- **PROBLEM DETAILS**:
Rewrite each line of the material below as one item in a numbered list, leaving out any blank lines.

[begin RECORDS SHOWN]

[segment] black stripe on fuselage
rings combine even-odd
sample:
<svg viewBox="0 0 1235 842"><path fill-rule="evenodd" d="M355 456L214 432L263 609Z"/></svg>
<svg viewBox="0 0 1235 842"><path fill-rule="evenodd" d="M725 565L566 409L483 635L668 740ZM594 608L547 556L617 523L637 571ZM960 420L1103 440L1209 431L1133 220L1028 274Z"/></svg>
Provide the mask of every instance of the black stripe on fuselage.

[end RECORDS SHOWN]

- **TASK ANSWER**:
1. [segment] black stripe on fuselage
2. rings combine even-odd
3. sample:
4. <svg viewBox="0 0 1235 842"><path fill-rule="evenodd" d="M355 456L214 432L263 609Z"/></svg>
5. <svg viewBox="0 0 1235 842"><path fill-rule="evenodd" d="M725 565L566 409L483 635L668 740ZM594 608L547 556L617 523L637 571ZM960 420L1103 440L1209 431L1133 220L1028 274Z"/></svg>
6. Provide the mask of every instance of the black stripe on fuselage.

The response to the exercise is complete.